:: Required tasks ::
(A) Rewrite the Brexit passage starting at "One of the key" and ending at "separate FCA license.", changing "brokers" to "dealers".
(B) Summarize the Brexit passage in two sentences.

:: Source excerpt ::
----------------
However before that speech, May is targeting the end of March as when the UK government will trigger Article 50 of the European Union’s Lisbon Treaty, which formally begins the process that will pave the way for Britain’s exit from the EU.
The Article 50 rules gives both sides (the UK, and the EU) up to two years to negotiate terms of the ‘Brexit’ – meaning that unless negotiations are concluded faster than planned, March 2019 is the likely date of the real Brexit occurring.
Quite a number of Brexit skeptics (and those who hope that it will all somehow be undone) are voicing opinions that negotiating complicated terms with what amounts to twenty something other countries is simply impossible in two years’ time. Especially when some of the larger key EU bloc nations – namely Germany, France and the Netherlands – are facing national elections in that time span.
One of the key items to be negotiated between the UK and the EU is mutual recognition of financial regulation and licenses. If that is fully repealed, then UK based FCA regulated brokers will no longer be able to offer services to EU-based clients, without a separate license from one of the EU countries. Similarly, EU-based brokers will not be able to have UK offices or take on UK clients without a separate FCA license.
In the meantime, there seems to be a continued air of uncertainty in London financial circles as to what exactly Brexit will mean for London’s leading market position in banking, trading and finance.
----------------
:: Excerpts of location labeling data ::

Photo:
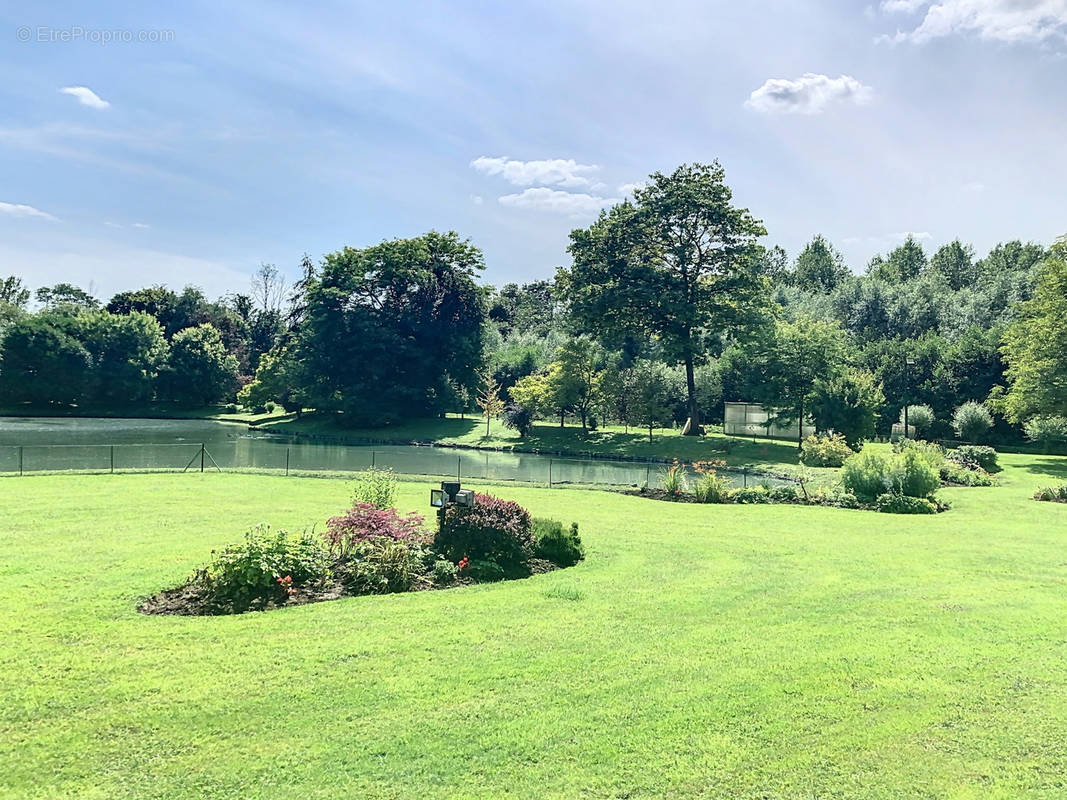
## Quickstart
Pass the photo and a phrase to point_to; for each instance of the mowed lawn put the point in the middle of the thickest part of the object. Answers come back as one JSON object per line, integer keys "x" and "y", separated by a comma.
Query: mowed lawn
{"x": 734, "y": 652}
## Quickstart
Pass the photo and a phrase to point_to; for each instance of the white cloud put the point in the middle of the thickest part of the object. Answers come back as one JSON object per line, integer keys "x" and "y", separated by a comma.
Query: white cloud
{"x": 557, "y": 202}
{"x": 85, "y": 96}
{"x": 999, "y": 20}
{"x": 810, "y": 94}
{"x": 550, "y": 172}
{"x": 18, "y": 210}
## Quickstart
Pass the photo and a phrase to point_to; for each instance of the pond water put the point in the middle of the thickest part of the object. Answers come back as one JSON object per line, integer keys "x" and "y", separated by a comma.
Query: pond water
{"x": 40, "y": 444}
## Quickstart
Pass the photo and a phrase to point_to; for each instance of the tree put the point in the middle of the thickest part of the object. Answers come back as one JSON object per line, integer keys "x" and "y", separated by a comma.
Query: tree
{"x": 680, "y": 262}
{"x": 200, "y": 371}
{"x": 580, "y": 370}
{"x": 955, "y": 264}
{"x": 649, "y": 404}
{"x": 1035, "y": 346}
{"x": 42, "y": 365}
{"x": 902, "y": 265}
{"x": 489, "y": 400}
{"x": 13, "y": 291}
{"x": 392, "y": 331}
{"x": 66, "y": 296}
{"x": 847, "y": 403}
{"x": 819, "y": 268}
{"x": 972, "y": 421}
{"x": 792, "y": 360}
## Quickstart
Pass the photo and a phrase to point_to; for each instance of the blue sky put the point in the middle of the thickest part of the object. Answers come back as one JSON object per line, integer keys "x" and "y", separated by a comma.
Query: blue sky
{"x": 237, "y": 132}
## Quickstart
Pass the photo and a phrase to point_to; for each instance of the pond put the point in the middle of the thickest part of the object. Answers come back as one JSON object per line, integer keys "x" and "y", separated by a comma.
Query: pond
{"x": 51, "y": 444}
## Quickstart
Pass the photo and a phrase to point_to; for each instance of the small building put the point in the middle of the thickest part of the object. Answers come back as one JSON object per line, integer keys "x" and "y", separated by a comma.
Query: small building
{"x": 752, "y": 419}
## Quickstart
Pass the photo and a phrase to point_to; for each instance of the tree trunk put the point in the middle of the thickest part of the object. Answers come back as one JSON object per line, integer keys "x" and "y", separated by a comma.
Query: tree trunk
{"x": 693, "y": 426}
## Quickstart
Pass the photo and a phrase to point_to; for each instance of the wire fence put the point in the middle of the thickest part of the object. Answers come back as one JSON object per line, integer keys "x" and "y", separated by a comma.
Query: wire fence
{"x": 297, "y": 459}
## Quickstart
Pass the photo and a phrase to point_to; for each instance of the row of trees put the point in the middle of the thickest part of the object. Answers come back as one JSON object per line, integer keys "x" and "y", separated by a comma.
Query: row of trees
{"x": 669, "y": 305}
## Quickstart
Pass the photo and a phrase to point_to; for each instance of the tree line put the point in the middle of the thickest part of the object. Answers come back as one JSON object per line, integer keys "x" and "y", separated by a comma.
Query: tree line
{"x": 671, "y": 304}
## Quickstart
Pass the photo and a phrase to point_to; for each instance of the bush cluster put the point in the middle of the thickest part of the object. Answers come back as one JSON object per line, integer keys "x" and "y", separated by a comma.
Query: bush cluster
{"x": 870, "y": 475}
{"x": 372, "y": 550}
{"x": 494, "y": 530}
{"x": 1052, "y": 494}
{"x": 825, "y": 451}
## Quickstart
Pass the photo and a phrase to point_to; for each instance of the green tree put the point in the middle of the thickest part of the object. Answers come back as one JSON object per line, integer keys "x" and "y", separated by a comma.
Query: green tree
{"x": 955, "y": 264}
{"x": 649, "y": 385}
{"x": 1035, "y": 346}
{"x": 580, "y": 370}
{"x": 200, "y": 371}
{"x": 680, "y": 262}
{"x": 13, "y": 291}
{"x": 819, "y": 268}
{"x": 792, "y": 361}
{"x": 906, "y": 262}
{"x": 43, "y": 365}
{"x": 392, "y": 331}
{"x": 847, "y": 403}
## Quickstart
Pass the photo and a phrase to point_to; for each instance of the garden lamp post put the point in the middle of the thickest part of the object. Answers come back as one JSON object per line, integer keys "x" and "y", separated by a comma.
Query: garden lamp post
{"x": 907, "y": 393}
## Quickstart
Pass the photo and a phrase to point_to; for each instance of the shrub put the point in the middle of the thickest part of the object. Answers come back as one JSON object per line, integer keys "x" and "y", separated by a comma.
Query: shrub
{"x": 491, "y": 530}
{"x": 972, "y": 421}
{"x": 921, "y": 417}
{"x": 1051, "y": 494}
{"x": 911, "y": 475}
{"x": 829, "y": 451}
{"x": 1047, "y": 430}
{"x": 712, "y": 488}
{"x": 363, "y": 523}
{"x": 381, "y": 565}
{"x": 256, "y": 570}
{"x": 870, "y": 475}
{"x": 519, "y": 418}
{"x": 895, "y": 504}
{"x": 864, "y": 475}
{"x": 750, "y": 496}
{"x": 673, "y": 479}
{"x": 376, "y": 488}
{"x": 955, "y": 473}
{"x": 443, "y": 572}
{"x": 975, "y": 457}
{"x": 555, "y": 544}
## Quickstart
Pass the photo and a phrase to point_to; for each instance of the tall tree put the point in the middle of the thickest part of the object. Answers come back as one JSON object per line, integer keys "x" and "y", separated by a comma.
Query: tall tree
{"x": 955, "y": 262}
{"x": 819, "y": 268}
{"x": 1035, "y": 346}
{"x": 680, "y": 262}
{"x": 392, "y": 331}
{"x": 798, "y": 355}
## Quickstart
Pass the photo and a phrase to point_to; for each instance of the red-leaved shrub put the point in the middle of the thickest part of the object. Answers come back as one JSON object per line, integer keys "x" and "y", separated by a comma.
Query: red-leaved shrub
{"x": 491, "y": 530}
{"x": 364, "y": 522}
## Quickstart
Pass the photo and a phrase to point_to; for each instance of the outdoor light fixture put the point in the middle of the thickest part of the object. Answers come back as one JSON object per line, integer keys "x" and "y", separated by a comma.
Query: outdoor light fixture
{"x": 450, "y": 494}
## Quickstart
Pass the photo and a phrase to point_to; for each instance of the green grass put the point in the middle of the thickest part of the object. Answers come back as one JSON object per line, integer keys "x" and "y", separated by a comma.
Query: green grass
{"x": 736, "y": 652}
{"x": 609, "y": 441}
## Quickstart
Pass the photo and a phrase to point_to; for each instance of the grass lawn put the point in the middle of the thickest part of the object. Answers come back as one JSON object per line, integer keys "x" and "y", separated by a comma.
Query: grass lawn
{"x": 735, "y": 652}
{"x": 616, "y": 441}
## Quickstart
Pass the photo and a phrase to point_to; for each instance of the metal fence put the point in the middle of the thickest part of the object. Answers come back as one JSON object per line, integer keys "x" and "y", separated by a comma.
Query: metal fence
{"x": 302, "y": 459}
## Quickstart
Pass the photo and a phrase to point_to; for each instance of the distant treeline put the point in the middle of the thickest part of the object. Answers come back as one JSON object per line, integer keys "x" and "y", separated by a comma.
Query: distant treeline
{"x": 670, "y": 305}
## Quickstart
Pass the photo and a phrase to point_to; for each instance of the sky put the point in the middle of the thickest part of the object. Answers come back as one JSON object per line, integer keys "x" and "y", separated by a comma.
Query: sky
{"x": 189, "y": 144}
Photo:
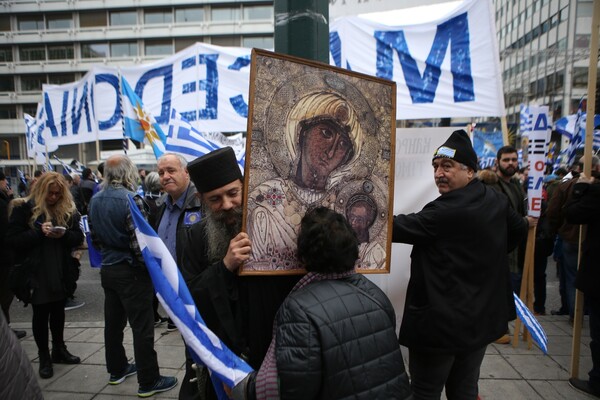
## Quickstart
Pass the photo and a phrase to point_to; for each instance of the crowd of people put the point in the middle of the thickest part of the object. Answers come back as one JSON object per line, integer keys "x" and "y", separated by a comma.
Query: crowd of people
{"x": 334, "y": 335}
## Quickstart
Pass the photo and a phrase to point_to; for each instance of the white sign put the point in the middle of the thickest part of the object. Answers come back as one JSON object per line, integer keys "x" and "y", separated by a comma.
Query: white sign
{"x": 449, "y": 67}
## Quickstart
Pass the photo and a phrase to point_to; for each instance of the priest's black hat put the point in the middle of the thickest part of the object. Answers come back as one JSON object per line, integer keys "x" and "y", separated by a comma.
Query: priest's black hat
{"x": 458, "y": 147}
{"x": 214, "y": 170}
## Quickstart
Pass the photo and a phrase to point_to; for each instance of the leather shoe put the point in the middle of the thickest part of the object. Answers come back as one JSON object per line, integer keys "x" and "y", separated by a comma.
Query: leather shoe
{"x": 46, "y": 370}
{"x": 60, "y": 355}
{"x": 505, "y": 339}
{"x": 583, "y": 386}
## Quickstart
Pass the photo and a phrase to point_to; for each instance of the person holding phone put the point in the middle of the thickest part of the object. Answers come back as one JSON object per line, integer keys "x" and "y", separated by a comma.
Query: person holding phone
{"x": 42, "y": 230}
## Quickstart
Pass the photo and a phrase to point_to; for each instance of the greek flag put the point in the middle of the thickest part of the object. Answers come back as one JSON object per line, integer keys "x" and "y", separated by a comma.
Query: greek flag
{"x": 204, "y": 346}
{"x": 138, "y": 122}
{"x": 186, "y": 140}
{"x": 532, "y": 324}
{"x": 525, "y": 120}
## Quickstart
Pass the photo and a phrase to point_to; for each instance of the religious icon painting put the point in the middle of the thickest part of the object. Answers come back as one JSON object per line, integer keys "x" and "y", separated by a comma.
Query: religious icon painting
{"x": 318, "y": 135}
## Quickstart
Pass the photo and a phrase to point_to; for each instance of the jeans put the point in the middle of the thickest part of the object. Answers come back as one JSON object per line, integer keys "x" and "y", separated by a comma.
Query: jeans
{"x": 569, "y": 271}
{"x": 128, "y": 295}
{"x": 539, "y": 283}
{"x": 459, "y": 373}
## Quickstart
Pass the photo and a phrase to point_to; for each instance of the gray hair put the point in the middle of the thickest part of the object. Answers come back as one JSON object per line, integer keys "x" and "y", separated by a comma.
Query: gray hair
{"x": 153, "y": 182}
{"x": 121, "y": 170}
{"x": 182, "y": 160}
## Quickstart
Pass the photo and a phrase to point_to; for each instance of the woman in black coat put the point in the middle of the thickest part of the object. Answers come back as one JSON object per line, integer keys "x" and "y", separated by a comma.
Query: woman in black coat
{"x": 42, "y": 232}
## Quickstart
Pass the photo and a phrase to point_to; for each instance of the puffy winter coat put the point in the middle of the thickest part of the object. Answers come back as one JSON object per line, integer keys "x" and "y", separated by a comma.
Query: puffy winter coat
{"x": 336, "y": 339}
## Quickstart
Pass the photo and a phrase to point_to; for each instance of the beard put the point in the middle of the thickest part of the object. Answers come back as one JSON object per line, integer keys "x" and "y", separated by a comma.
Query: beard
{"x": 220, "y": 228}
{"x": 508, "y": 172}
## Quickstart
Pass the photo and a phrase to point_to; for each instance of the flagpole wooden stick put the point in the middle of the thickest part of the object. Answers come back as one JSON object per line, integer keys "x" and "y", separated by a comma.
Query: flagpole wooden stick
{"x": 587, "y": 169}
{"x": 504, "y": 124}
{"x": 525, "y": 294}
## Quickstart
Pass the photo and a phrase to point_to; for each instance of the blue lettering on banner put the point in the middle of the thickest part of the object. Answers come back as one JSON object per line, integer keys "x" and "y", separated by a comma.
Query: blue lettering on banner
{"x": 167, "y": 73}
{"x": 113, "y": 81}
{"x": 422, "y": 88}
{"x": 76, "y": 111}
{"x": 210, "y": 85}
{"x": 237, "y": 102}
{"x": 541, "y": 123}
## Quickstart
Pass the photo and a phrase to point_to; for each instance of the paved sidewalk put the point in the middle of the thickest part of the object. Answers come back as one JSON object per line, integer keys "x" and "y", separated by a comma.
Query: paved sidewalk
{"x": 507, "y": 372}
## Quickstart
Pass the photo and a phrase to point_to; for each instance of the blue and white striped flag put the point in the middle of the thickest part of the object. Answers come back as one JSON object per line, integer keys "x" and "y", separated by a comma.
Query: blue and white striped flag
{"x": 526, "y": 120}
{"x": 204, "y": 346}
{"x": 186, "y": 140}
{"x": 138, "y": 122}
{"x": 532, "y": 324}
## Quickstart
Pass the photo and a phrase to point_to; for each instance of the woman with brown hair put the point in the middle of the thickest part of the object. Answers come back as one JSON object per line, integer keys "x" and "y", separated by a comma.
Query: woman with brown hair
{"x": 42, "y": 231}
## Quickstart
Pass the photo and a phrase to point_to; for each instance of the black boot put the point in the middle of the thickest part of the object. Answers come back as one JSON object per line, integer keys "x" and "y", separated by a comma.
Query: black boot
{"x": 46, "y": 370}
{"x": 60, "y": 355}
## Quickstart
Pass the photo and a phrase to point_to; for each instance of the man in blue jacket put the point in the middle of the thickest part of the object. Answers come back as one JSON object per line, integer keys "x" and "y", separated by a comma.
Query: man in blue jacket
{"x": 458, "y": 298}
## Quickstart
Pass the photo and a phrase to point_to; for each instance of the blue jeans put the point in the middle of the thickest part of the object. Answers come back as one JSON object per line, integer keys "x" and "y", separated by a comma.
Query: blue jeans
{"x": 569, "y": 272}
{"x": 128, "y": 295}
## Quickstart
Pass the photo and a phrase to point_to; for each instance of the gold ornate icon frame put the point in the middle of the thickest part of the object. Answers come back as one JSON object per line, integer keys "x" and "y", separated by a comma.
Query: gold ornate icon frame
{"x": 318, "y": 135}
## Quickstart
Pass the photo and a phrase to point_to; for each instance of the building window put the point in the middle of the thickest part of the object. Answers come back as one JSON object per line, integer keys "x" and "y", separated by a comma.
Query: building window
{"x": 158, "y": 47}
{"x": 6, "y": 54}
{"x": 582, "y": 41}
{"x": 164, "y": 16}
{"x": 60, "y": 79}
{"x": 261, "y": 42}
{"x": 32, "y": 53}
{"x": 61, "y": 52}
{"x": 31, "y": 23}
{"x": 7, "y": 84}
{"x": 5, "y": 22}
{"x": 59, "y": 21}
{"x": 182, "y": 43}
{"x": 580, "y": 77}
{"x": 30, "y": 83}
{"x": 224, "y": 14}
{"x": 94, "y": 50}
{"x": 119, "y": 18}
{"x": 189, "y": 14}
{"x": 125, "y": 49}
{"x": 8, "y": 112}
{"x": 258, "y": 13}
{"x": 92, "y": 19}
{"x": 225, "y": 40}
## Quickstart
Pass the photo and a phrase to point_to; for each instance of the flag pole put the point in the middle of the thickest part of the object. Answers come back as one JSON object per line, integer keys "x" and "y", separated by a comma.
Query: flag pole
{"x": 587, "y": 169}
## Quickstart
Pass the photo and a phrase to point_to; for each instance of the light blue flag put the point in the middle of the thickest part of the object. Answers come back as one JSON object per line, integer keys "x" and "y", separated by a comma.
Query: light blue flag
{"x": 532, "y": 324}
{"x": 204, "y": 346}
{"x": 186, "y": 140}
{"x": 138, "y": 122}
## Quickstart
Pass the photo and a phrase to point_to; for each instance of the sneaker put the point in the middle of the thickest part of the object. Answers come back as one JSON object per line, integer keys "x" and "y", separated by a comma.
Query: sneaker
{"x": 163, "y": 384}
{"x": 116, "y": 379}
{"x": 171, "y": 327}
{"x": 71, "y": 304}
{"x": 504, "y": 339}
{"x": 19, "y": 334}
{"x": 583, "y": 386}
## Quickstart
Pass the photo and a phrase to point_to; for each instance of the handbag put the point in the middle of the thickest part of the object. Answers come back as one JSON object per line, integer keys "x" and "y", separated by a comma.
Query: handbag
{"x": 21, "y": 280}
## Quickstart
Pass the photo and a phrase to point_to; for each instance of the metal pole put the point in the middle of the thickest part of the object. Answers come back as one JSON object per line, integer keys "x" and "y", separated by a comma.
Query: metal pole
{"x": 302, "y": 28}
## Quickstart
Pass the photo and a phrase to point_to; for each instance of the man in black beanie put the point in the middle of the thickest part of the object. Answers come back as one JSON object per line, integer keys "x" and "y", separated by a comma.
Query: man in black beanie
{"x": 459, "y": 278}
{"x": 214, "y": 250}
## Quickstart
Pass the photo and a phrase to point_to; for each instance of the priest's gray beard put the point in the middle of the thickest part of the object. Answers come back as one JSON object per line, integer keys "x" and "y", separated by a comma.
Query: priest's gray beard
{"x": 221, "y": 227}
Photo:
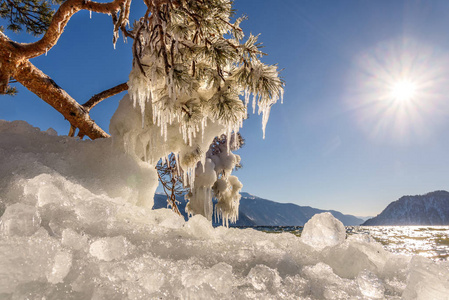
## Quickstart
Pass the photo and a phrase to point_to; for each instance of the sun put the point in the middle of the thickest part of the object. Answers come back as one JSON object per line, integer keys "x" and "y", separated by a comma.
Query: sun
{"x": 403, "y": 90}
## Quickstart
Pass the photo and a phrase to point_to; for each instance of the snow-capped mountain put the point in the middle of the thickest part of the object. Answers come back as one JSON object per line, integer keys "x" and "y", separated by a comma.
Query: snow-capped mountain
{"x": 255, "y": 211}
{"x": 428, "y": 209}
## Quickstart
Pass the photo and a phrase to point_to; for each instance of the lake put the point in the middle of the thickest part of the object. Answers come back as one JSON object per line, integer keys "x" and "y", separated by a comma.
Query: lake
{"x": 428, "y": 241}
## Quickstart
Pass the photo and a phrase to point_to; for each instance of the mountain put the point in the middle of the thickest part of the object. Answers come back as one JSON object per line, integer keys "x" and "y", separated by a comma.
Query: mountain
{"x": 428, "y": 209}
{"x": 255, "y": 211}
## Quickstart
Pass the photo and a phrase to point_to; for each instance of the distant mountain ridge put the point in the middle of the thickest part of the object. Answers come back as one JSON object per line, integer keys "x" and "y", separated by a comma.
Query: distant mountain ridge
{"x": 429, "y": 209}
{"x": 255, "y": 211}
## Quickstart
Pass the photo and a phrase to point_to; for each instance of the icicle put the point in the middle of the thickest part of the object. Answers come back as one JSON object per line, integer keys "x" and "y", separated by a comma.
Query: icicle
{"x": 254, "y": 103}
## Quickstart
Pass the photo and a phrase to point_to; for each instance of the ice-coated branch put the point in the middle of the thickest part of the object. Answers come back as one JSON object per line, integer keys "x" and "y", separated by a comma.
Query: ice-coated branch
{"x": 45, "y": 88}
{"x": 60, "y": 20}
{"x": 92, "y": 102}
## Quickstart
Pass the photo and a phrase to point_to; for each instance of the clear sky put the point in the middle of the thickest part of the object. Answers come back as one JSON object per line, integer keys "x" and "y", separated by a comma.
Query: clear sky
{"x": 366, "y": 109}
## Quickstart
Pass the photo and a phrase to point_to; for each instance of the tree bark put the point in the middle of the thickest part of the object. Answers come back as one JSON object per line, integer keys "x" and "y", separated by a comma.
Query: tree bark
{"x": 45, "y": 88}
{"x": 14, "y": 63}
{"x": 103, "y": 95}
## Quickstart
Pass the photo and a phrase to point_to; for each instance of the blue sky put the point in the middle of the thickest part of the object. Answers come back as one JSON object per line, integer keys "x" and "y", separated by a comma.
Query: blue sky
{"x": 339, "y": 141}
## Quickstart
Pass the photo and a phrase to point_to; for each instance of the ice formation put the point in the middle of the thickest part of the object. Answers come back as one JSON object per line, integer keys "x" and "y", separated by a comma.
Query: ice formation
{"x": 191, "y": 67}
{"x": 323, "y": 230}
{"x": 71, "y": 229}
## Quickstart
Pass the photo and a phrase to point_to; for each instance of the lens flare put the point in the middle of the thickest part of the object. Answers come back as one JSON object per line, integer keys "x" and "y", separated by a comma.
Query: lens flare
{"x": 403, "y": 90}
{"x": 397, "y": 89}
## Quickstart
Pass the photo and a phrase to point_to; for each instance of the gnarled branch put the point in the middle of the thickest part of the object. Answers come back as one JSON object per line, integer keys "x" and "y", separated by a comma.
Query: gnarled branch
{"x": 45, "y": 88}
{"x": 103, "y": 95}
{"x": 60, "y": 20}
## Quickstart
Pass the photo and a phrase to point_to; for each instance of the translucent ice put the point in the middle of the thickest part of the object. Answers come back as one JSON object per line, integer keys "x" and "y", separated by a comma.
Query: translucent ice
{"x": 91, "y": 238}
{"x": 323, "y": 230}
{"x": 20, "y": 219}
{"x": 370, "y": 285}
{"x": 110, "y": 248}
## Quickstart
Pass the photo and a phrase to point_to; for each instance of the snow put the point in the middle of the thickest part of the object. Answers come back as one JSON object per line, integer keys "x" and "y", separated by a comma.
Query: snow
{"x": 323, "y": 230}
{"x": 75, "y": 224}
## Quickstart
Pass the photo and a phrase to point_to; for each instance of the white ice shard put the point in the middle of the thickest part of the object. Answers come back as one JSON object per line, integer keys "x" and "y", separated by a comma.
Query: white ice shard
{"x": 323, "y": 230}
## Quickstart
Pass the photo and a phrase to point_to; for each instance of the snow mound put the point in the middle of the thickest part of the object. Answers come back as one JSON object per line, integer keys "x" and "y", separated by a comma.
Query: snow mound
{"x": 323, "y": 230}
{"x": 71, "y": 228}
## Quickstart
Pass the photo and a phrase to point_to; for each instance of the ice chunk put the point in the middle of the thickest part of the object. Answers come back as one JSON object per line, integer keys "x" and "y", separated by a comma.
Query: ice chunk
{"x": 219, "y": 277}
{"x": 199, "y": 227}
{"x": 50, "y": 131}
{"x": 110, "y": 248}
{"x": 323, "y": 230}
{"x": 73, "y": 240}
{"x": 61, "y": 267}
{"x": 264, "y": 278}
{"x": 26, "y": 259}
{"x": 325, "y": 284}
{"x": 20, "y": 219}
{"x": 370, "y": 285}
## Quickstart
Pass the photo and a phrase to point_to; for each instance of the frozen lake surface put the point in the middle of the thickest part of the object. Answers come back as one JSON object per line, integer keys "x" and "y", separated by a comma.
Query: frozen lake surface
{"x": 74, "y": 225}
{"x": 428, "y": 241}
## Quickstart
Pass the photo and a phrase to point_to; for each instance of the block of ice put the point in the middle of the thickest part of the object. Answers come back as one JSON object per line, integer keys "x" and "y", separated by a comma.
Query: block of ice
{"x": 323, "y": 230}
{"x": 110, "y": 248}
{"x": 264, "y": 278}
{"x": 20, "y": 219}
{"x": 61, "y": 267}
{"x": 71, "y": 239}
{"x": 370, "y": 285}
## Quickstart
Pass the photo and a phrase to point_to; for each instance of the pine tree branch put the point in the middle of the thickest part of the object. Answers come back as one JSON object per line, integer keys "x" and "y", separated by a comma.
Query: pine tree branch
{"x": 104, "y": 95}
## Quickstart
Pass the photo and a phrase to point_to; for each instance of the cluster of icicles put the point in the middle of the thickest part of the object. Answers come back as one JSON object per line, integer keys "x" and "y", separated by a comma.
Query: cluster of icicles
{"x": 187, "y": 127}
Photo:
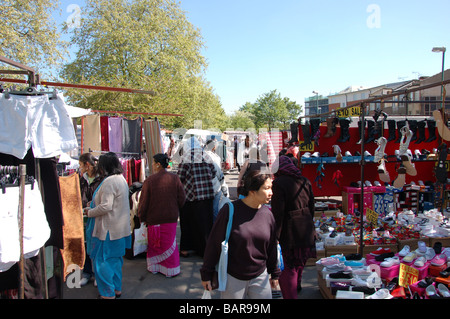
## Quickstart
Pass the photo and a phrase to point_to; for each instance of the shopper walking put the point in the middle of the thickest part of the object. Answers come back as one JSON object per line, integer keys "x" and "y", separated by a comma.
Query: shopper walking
----------------
:: Results by task ::
(A)
One of the key items to be negotiated between the UK and the EU is mutual recognition of financial regulation and licenses. If that is fully repealed, then UK based FCA regulated dealers will no longer be able to offer services to EU-based clients, without a separate license from one of the EU countries. Similarly, EU-based dealers will not be able to have UK offices or take on UK clients without a separate FCA license.

(B) The UK government aims to trigger Article 50 by the end of March, giving the UK and the EU up to two years to negotiate Brexit terms and making March 2019 the likely exit date. Skeptics say such complex talks cannot be finished in two years, and one key issue is mutual recognition of financial regulation and licenses, since without it UK and EU brokers would need separate licenses to serve each other's clients.